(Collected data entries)
·····
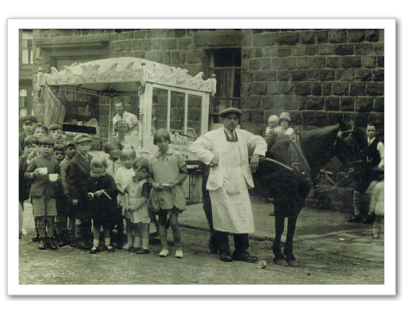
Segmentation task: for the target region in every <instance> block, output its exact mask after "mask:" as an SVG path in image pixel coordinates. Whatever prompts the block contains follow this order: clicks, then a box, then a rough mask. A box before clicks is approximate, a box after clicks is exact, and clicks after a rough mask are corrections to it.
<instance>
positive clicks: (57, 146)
mask: <svg viewBox="0 0 408 310" xmlns="http://www.w3.org/2000/svg"><path fill="white" fill-rule="evenodd" d="M55 151H63V152H64V153H65V147H64V144H61V143H54V152H55Z"/></svg>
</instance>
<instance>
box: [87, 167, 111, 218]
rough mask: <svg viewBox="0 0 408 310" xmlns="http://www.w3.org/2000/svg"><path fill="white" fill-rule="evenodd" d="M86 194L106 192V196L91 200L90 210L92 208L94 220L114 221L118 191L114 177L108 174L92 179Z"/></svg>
mask: <svg viewBox="0 0 408 310" xmlns="http://www.w3.org/2000/svg"><path fill="white" fill-rule="evenodd" d="M85 189H86V194H88V193H94V192H96V191H99V190H102V189H103V190H104V191H105V192H106V194H108V195H109V197H110V199H109V197H108V196H106V195H105V194H102V195H100V196H99V197H96V196H94V199H92V200H89V208H92V215H93V216H92V218H94V219H95V218H96V219H112V218H113V217H114V215H115V209H116V208H117V200H116V197H117V195H118V189H117V186H116V183H115V180H114V179H113V177H112V176H111V175H110V174H108V173H106V174H105V175H104V176H101V177H92V176H91V177H90V178H89V179H88V180H87V182H86V188H85Z"/></svg>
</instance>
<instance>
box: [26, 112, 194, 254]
mask: <svg viewBox="0 0 408 310" xmlns="http://www.w3.org/2000/svg"><path fill="white" fill-rule="evenodd" d="M34 122H36V119H35V118H34V117H33V116H29V117H26V118H24V119H23V129H24V133H23V134H21V135H20V141H21V136H22V135H25V137H23V144H22V152H21V156H20V167H19V170H20V174H19V176H20V189H19V201H20V207H21V208H22V207H23V205H24V201H25V200H27V199H29V200H30V202H31V204H32V206H33V215H34V219H35V226H36V233H37V235H36V236H35V237H34V238H33V239H32V240H33V241H35V242H38V244H39V249H41V250H45V249H47V248H49V249H51V250H57V249H58V248H59V247H61V246H65V245H70V246H72V247H77V248H79V249H85V250H89V251H90V253H91V254H95V253H97V252H99V251H100V250H101V249H102V246H100V237H101V232H102V230H103V236H104V244H105V249H106V250H107V251H109V252H114V251H115V247H116V248H121V249H123V250H126V251H132V252H136V253H137V254H149V253H150V252H149V238H150V235H149V232H150V223H152V222H154V223H155V224H156V225H157V227H158V231H159V234H160V240H161V245H162V250H161V252H160V254H159V256H160V257H167V256H168V255H169V246H168V243H167V229H168V227H169V226H171V228H172V230H173V237H174V243H175V257H177V258H182V257H183V251H182V248H181V234H180V227H179V223H178V216H179V214H180V213H181V212H182V211H183V210H185V207H186V199H185V197H186V196H185V193H184V190H183V187H182V185H183V182H184V180H185V178H186V177H187V168H186V164H185V162H184V160H183V158H182V156H181V155H180V154H179V153H177V152H176V151H174V150H173V149H172V148H171V147H170V146H169V144H170V142H171V141H170V134H169V132H168V131H167V130H165V129H159V130H157V131H156V133H155V135H154V144H155V145H157V146H158V151H157V152H156V153H155V154H152V155H151V156H150V158H149V159H147V158H144V157H141V156H137V154H136V152H135V150H134V149H133V148H129V147H126V148H123V146H122V144H121V143H120V142H119V141H117V140H110V141H108V142H106V143H105V145H104V151H105V153H104V154H101V153H98V154H96V155H95V156H92V155H90V154H89V152H90V149H91V141H92V139H91V137H90V136H89V135H87V134H77V135H75V136H74V137H70V136H68V135H64V133H63V132H62V127H61V126H60V125H58V124H53V125H51V126H50V127H49V128H47V127H45V126H44V125H41V124H40V125H38V124H30V123H34ZM38 128H40V129H38ZM20 145H21V144H20ZM156 217H158V221H157V220H156ZM124 221H125V223H126V225H124ZM114 228H116V230H117V241H116V246H114V243H113V241H112V240H111V237H112V230H113V229H114ZM125 229H126V238H127V242H126V244H125V242H124V239H125V238H124V234H123V232H124V230H125ZM20 237H21V234H20Z"/></svg>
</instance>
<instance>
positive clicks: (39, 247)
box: [38, 238, 47, 250]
·····
▶ **TO DO**: Repeat the data above exactly, images excluded.

▶ **ANSWER TO THE PROBLEM**:
Segmentation task: for the target region in every <instance> block, output its exact mask after "mask:" as an SVG path in image pixel coordinates. Whatever prompts the block contains follow this order: clicks, then a box, then a rough mask. A box before clicks is approximate, a box after clicks is exact, and clicks after a rough mask are corrections to it.
<instance>
positive clicks: (57, 146)
mask: <svg viewBox="0 0 408 310" xmlns="http://www.w3.org/2000/svg"><path fill="white" fill-rule="evenodd" d="M55 151H63V152H64V153H65V147H64V144H61V143H54V152H55Z"/></svg>
</instance>
<instance>
box: [87, 167, 111, 218]
rough mask: <svg viewBox="0 0 408 310" xmlns="http://www.w3.org/2000/svg"><path fill="white" fill-rule="evenodd" d="M86 194L106 192V196L91 200L90 210L92 208L94 220L114 221L118 191L114 177L108 174L92 179Z"/></svg>
mask: <svg viewBox="0 0 408 310" xmlns="http://www.w3.org/2000/svg"><path fill="white" fill-rule="evenodd" d="M85 189H86V194H88V193H94V192H96V191H99V190H102V189H103V190H104V191H105V192H106V194H108V195H109V197H110V199H109V197H108V196H106V195H105V194H102V195H100V196H99V197H96V196H94V199H92V200H89V208H92V215H93V216H92V218H94V219H95V218H96V219H112V218H113V217H114V215H115V209H116V208H117V200H116V197H117V195H118V189H117V186H116V183H115V180H114V179H113V177H112V176H111V175H110V174H108V173H106V174H105V175H104V176H101V177H92V176H91V177H90V178H89V179H88V180H87V182H86V188H85Z"/></svg>
</instance>
<instance>
box: [26, 112, 194, 254]
mask: <svg viewBox="0 0 408 310" xmlns="http://www.w3.org/2000/svg"><path fill="white" fill-rule="evenodd" d="M34 122H36V119H35V118H34V117H33V116H29V117H26V118H24V119H23V129H24V133H23V134H21V135H20V141H21V136H22V135H25V137H23V144H22V152H21V156H20V167H19V170H20V174H19V176H20V189H19V201H20V207H21V208H22V207H23V205H24V201H25V200H27V199H29V200H30V202H31V204H32V206H33V215H34V219H35V226H36V233H37V235H36V236H35V237H34V238H33V239H32V240H33V241H35V242H38V244H39V249H41V250H45V249H47V248H49V249H51V250H57V249H58V248H59V247H61V246H65V245H70V246H72V247H77V248H79V249H85V250H89V251H90V253H91V254H95V253H97V252H99V251H100V250H101V249H102V246H100V237H101V232H102V230H103V236H104V244H105V249H106V250H107V251H109V252H114V251H115V247H116V248H121V249H123V250H126V251H132V252H136V253H137V254H149V253H150V252H149V238H150V235H149V232H150V223H152V222H154V223H155V224H156V225H157V227H158V231H159V234H160V240H161V245H162V250H161V252H160V254H159V256H160V257H167V256H168V255H169V246H168V243H167V229H168V227H169V226H171V228H172V230H173V237H174V243H175V257H177V258H182V257H183V251H182V248H181V234H180V227H179V223H178V216H179V214H180V213H181V212H182V211H183V210H185V207H186V199H185V197H186V196H185V193H184V190H183V187H182V185H183V182H184V180H185V178H186V177H187V168H186V164H185V162H184V160H183V158H182V156H181V155H180V154H179V153H177V152H176V151H174V150H173V149H172V148H171V147H170V146H169V144H170V142H171V141H170V134H169V132H168V131H167V130H165V129H159V130H157V131H156V133H155V135H154V144H155V145H157V146H158V151H157V152H156V153H155V154H152V155H151V156H150V158H149V159H147V158H144V157H141V156H137V154H136V152H135V150H134V149H133V148H129V147H126V148H123V146H122V144H121V143H120V142H119V141H117V140H110V141H108V142H106V143H105V145H104V151H105V153H104V154H101V153H98V154H96V155H95V156H92V155H90V154H89V152H90V149H91V141H92V139H91V137H90V136H89V135H87V134H77V135H75V136H74V137H70V136H68V135H64V133H63V132H62V127H61V126H60V125H58V124H53V125H51V126H50V127H49V128H47V127H45V126H44V125H41V124H40V125H38V124H30V123H34ZM38 128H40V129H38ZM20 145H21V144H20ZM156 217H158V221H157V220H156ZM124 221H125V223H126V225H124ZM114 228H116V230H117V241H116V246H114V243H113V241H112V240H111V237H112V230H113V229H114ZM125 229H126V238H127V242H126V244H125V242H124V239H125V238H124V234H123V232H124V230H125ZM20 237H21V234H20Z"/></svg>
</instance>
<instance>
positive clicks: (39, 247)
box: [38, 238, 47, 250]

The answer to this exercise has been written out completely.